This term I have been teaching for the first time, and there were two things that I wanted to get across. One is the immense power of the behemoths of the internet (including Google and its right arm, YouTube), and the historically contested nature of the internet. It was never quite the place of harmony the idealists believed it was, as the fights between gamers and game companies over ideas of property exemplified. But it was something of a surprise to go into twitter just before bed this last week to see that this whole scenario had been re-enacted over the past couple of days. In Second Life. Really? In 2017?
But the history of Linden Lab is one of a different balance rather than a completely different model. It is still a commercial operation, unlike OpenSim. Users are allowed to retain their IP (Intellectual Property) – but it is the company policy, not a right the player has. However, Second Life simply could not operate if Linden Lab imposed standard terms prevalent on the internet, as the copyright of content resides with so many people – a point that came up when Linden Lab tried to change its Terms of Service in 2013. And while the balance may be different, that doesn’t mean the tension is any less.
It is to Linden Lab’s credit that they retracted and apologised so quickly over a trademark infringement (link now gone) to Strawberry Singh, a consistent and respected advocate of Second Life through her blog and YouTube channel. However, goodwill is a fragile commodity, so why did Linden Lab get this so badly wrong?

---

## Brief 1
Name every company, website or virtual world mentioned in the post about Second Life.
The entries have no connection to the post about Second Life.

---

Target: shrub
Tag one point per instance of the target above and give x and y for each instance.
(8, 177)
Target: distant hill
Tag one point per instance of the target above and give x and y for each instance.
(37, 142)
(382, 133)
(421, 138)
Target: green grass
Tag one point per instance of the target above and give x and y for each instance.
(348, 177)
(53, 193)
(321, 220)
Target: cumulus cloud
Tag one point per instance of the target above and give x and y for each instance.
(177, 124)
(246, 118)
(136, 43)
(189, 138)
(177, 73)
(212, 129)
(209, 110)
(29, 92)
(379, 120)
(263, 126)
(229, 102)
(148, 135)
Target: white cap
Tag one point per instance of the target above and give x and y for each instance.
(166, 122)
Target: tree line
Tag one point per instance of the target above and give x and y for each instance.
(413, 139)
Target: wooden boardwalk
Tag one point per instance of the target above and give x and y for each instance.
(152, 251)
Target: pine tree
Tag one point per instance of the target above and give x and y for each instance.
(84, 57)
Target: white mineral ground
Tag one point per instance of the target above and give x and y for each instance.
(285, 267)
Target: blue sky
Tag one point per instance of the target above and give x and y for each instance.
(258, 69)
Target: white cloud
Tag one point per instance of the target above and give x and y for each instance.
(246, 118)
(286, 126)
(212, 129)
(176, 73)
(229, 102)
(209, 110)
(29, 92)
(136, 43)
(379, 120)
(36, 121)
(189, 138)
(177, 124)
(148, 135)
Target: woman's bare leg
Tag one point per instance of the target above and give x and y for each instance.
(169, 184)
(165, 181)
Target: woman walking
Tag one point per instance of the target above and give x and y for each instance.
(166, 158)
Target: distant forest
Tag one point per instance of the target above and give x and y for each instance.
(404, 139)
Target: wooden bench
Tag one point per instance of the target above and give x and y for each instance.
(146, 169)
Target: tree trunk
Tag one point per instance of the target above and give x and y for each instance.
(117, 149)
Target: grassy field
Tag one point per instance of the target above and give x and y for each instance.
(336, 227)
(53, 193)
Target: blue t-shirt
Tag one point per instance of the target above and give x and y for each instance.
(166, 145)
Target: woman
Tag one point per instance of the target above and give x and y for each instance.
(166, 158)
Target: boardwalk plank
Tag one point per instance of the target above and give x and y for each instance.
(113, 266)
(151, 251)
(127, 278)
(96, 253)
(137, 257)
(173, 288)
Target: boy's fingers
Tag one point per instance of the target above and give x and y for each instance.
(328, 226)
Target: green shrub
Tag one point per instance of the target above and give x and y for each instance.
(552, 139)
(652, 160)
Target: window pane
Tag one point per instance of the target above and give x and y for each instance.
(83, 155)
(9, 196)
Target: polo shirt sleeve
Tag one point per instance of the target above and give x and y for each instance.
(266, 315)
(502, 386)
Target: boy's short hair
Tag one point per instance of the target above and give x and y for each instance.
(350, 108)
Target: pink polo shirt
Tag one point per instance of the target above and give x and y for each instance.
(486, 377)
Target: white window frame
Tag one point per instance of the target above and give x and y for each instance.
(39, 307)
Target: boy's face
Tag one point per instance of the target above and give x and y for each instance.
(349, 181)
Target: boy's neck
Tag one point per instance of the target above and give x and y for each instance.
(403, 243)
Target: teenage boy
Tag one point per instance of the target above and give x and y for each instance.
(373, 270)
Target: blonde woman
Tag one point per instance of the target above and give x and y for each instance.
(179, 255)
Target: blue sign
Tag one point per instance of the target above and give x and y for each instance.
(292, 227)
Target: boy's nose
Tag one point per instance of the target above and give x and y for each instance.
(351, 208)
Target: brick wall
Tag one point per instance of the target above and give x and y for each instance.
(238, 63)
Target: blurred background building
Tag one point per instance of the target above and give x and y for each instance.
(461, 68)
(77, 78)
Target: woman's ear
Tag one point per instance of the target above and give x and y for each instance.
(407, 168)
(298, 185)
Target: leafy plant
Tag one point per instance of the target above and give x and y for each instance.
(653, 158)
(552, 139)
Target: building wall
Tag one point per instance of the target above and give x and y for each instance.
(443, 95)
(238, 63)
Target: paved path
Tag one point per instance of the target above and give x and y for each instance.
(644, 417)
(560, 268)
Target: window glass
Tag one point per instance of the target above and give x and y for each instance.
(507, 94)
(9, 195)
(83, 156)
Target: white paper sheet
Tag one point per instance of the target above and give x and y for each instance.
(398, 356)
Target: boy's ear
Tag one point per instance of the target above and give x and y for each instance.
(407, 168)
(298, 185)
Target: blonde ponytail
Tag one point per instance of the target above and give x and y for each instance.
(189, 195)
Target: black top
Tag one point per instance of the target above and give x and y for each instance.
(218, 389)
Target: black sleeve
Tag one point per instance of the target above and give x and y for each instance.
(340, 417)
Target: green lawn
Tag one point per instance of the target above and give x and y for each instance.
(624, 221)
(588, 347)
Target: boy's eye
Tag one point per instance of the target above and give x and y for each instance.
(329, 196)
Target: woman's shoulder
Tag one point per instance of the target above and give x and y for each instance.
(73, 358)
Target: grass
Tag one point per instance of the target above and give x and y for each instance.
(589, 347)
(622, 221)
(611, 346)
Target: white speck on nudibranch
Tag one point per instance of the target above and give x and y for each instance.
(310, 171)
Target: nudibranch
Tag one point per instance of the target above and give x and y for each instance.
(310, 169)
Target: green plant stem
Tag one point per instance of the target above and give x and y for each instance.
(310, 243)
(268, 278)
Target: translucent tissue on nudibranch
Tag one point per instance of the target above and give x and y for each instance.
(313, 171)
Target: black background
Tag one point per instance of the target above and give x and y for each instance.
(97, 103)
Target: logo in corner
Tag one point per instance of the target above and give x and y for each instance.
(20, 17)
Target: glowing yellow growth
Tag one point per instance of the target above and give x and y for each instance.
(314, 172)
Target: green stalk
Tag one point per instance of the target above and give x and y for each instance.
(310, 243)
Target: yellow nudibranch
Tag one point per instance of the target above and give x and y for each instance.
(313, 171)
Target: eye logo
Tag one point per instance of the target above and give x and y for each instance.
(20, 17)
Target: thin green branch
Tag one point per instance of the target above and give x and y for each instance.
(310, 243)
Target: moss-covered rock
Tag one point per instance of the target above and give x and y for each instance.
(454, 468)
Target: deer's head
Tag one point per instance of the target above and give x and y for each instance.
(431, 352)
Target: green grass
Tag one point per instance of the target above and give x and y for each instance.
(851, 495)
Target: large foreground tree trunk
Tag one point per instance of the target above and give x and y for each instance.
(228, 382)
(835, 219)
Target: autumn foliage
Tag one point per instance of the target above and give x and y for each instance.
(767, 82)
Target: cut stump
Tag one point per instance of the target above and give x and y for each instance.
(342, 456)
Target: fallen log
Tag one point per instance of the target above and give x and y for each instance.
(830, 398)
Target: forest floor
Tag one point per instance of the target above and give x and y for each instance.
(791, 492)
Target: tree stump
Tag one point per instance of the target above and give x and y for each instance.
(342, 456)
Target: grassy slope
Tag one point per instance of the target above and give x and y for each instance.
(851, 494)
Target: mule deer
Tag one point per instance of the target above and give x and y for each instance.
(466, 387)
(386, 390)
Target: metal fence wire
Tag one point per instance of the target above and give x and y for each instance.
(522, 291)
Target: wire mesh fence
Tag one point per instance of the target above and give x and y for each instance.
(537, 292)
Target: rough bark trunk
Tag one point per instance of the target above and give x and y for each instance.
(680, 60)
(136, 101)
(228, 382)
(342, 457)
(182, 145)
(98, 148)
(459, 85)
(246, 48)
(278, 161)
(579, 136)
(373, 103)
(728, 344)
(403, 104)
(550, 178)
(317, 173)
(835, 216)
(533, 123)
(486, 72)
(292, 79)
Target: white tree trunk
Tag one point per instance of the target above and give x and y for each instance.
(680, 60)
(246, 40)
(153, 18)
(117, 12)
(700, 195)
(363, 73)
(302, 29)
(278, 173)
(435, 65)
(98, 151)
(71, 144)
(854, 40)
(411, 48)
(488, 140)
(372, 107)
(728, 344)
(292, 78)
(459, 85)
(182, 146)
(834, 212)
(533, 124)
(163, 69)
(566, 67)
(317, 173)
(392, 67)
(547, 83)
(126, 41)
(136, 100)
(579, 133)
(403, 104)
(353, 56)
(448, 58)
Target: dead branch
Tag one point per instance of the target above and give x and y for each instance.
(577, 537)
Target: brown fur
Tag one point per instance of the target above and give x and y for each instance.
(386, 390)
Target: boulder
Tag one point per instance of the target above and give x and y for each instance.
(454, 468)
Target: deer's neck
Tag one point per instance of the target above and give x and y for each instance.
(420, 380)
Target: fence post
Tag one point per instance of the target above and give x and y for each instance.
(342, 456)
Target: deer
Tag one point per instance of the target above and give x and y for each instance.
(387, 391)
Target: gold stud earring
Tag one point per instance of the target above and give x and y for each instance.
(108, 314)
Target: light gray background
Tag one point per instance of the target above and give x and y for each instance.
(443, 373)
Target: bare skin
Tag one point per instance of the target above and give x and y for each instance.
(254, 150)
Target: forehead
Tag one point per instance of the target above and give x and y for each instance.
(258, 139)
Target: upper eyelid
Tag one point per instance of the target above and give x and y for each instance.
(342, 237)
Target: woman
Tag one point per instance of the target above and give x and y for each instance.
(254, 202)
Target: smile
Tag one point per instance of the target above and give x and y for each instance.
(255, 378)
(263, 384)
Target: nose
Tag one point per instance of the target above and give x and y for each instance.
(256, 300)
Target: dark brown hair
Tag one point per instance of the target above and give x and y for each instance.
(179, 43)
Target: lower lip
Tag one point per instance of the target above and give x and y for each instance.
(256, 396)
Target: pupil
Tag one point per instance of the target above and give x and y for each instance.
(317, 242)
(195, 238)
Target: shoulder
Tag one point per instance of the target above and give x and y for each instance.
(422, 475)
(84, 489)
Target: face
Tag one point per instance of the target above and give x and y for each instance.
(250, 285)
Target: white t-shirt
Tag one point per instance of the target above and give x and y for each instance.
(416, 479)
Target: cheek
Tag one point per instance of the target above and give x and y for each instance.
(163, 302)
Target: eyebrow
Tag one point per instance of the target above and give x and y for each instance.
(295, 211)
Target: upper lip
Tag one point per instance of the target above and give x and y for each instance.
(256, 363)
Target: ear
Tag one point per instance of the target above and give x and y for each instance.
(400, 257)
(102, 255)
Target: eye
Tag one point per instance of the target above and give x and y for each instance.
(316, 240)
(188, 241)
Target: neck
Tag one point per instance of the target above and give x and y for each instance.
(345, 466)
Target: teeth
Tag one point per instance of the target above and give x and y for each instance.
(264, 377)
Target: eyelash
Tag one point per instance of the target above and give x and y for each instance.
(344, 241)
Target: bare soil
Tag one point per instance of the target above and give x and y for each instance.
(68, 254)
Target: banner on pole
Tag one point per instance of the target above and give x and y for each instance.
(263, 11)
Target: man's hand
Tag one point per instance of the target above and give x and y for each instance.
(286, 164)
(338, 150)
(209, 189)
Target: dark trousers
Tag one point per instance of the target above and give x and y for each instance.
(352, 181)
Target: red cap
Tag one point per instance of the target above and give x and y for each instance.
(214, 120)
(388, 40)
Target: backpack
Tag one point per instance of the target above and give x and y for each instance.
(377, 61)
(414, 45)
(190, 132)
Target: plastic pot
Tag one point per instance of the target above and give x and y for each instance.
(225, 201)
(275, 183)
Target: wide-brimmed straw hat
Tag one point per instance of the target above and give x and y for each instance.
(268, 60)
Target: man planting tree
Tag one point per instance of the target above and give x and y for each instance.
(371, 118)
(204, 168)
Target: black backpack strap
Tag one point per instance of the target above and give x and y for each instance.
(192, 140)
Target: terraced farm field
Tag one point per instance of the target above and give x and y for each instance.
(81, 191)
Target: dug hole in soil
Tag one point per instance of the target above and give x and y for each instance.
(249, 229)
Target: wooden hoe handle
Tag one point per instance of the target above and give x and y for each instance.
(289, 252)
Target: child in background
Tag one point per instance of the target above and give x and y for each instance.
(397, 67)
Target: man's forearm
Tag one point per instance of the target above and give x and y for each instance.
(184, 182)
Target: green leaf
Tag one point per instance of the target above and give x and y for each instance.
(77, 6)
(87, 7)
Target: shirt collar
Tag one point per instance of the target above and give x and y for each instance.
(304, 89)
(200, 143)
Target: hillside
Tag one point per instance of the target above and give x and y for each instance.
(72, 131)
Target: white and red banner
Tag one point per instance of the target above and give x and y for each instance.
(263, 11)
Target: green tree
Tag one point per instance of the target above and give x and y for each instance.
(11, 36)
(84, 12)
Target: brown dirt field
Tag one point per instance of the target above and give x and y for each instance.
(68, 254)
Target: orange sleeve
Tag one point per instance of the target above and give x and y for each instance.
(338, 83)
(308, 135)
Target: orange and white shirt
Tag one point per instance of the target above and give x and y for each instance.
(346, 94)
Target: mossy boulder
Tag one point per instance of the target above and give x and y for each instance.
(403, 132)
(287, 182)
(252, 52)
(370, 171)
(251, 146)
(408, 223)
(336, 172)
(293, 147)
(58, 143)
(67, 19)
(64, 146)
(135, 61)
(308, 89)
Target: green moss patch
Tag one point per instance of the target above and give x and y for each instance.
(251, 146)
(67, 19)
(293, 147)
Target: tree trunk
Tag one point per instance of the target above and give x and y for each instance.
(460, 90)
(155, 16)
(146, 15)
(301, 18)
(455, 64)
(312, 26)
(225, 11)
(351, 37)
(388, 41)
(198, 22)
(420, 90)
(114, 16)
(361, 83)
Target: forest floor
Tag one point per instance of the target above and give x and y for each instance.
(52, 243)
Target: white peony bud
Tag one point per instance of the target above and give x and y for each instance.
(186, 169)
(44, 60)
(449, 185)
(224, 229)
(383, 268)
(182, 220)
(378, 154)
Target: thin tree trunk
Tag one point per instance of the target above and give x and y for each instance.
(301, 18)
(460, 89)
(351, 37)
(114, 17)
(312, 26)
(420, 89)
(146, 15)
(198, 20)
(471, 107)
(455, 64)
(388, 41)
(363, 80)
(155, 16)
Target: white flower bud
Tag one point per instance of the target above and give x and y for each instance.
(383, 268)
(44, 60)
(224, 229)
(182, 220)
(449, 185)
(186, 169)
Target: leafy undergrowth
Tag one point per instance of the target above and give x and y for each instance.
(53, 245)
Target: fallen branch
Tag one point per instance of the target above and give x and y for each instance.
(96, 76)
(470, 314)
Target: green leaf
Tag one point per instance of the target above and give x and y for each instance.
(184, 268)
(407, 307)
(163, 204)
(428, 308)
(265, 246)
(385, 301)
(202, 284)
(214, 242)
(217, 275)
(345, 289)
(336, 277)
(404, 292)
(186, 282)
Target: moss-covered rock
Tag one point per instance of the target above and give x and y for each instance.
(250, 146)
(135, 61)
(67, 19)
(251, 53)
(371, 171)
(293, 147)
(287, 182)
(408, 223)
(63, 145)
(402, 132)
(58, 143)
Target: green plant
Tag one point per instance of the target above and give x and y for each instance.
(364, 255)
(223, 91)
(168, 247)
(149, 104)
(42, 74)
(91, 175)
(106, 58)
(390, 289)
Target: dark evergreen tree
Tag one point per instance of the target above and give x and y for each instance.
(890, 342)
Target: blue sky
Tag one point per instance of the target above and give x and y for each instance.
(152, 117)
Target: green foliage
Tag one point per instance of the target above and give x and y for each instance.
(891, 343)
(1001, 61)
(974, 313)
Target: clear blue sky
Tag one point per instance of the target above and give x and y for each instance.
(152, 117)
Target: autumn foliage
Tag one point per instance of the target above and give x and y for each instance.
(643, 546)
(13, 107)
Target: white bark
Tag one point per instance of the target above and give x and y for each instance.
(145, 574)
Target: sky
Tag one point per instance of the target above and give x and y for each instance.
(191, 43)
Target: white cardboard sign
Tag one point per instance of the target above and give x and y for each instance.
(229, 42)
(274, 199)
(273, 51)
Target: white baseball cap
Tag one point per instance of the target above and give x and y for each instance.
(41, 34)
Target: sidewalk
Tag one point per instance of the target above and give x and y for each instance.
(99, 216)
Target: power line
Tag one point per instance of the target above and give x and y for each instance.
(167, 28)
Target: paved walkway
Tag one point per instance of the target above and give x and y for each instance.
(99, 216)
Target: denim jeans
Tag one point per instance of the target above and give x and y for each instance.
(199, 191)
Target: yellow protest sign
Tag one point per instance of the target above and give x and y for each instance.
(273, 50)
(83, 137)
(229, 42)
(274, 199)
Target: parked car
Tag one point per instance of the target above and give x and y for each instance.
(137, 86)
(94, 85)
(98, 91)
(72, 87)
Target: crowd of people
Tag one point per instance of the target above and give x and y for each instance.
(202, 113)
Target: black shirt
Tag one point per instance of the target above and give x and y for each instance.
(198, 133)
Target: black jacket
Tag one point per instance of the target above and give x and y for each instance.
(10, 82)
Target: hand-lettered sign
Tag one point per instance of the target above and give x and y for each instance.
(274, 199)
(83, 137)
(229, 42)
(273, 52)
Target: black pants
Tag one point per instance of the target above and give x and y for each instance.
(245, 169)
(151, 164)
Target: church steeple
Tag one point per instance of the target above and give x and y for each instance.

---

## Brief 2
Count the lines in the entries that contain the string "window" and reply with only that number.

## Task solution 1
Google, YouTube, twitter, Second Life, Linden Lab, OpenSim

## Task solution 2
3